◆ REQUIREMENT 1 ◆
List every named theorem, formula, or value concept from complex analysis that the forum thread on the contour integral mentions.
◆ REQUIREMENT 2 ◆
In the forum thread on the contour integral, what requirement on $z_0$ rules out the Cauchy Integral Formula?
◆ REQUIREMENT 3 ◆
Shorten the paragraph of the forum thread on the contour integral that begins "As it stands, the integral does not converge", keeping its main facts.

◆ EXCERPT PROVIDED ◆
## Begin

Been struggling a while to solve the following integral:
$$\int_C\frac{ze^z}{2z-3}$$ where C is $$|z| = 1.5$$.
I found a very similar case here but it's outside of what we learned in class. Covered Cauchy's Integral Theorem but not residue theorem yet.
I know that we cannot use the Cauchy Integral Formula $$f(z_0) = \frac{1}{2\pi i}\int_C \frac{f(z)}{z-z_0}dz$$ since $z_0$ needs to be inside the contour.
Can someone please give me a hint as to how to solve this integral? Thank you in advance!
As it stands, the integral does not converge in the standard sense. This is because if we remove a small region around the singularity, the value of the integral depends greatly on how that region shrinks to $0$.
However, using the Cauchy Principal Value, we can get a value.

## End

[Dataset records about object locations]
## Begin

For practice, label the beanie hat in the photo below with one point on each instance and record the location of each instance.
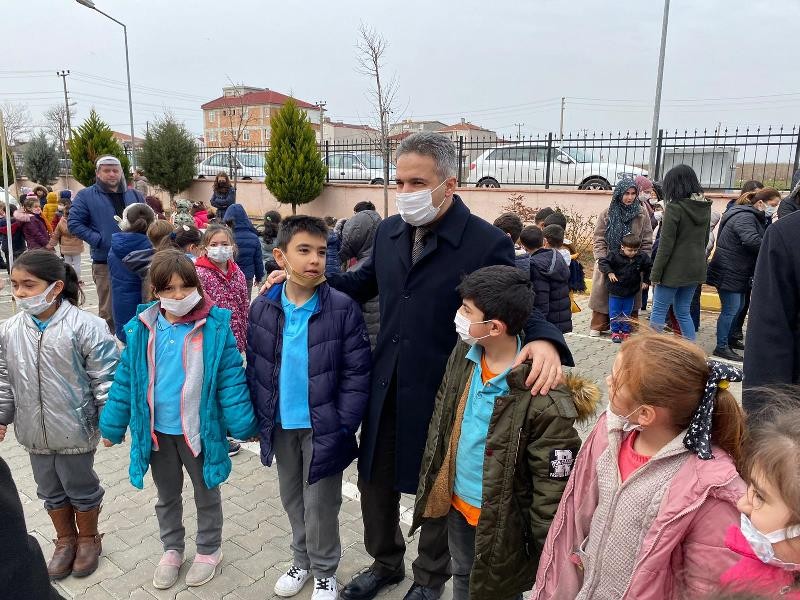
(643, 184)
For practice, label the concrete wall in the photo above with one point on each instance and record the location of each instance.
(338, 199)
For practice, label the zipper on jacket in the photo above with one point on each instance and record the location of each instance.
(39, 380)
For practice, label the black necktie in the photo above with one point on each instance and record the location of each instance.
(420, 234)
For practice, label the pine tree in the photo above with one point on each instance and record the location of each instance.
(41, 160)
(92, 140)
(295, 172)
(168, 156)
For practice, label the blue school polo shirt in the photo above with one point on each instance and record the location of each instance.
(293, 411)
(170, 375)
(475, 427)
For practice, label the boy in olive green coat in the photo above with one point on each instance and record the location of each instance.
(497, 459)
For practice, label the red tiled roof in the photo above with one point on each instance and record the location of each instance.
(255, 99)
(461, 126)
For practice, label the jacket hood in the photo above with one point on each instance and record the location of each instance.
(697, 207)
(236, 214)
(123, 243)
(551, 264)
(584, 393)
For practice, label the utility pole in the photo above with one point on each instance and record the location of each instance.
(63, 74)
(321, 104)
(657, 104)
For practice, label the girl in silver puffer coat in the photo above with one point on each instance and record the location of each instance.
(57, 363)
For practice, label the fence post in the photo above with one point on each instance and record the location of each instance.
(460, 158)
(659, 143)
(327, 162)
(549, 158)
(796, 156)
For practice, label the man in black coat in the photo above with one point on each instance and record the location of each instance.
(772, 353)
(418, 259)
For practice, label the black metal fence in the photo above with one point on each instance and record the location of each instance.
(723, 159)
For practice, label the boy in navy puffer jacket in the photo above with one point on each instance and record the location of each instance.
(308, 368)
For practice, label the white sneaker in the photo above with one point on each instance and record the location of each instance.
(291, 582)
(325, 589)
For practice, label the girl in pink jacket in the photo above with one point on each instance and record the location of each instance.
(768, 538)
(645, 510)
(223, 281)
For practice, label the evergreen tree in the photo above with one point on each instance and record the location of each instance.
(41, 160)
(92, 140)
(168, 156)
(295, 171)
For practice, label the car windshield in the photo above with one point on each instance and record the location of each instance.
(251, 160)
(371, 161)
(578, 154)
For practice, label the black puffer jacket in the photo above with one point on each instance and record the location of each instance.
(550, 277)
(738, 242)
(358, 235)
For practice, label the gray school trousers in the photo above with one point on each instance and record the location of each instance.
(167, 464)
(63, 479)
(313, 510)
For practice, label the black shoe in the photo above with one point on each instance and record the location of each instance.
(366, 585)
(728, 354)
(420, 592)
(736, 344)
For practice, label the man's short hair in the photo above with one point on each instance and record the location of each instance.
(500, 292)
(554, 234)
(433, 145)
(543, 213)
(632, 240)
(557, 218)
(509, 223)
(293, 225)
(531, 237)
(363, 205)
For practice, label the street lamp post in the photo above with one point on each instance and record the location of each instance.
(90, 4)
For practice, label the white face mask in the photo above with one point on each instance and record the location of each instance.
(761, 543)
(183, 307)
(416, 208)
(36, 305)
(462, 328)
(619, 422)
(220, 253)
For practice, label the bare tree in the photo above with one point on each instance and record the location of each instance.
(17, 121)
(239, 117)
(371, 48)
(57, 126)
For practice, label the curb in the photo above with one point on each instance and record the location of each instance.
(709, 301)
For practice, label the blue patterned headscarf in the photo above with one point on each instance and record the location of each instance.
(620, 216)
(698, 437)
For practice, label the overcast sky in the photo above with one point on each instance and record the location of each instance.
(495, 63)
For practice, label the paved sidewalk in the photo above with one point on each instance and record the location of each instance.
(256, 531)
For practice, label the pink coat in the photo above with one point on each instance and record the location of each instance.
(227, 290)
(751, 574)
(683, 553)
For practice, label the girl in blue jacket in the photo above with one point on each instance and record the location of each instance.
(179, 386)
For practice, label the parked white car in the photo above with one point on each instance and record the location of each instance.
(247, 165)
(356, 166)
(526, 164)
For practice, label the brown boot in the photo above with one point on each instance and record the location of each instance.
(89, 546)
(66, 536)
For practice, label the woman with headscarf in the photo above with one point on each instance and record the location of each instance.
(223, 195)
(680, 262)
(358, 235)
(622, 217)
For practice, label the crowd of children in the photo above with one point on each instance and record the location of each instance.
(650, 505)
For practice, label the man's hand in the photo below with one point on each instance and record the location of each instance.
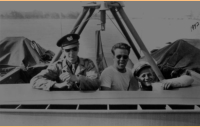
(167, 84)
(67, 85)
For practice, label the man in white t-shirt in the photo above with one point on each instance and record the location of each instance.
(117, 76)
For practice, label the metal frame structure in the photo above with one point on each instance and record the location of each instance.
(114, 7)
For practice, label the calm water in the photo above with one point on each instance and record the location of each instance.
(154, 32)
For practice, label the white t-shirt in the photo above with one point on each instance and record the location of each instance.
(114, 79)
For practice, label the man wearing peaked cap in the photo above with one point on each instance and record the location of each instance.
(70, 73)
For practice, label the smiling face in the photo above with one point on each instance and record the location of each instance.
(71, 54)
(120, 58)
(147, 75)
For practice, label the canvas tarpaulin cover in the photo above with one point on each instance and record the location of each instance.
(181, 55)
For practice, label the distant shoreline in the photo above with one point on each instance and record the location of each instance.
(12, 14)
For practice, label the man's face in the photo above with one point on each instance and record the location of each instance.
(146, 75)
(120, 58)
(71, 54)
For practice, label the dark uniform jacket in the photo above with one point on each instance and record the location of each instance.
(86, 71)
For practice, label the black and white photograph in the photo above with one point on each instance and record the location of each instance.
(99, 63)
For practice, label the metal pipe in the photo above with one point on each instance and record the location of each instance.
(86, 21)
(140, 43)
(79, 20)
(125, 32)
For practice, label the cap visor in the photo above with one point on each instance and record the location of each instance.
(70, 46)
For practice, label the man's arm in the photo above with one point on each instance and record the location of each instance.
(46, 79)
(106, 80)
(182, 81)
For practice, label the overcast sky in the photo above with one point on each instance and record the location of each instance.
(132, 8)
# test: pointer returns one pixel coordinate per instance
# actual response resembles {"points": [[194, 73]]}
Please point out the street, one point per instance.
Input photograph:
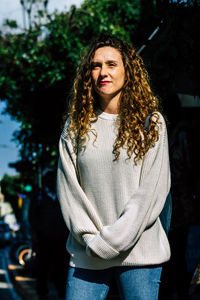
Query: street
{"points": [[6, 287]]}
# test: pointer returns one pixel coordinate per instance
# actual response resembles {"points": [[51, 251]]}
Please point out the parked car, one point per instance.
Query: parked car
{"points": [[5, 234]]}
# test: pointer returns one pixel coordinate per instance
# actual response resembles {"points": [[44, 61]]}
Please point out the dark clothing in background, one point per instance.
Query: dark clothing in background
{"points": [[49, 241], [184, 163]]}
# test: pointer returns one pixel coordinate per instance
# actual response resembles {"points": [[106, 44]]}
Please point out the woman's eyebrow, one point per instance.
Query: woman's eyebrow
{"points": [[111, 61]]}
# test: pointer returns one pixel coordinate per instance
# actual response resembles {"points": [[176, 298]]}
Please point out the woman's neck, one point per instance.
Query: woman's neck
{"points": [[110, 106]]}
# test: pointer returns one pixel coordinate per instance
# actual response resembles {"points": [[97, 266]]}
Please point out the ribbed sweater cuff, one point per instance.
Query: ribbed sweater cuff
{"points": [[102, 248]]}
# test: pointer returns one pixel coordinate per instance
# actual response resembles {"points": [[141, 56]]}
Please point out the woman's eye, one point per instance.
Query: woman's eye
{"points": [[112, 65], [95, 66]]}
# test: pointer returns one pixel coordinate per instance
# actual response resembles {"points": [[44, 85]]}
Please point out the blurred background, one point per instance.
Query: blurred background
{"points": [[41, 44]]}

## End

◆ COMPLETE RESPONSE 1 ◆
Cauchy's Integral Theorem
residue theorem
Cauchy Integral Formula
Cauchy Principal Value

◆ COMPLETE RESPONSE 2 ◆
$z_0$ needs to be inside the contour.

◆ COMPLETE RESPONSE 3 ◆
The integral does not converge in the standard sense, since after a small region around the singularity is removed, its value depends greatly on how that region shrinks to $0$.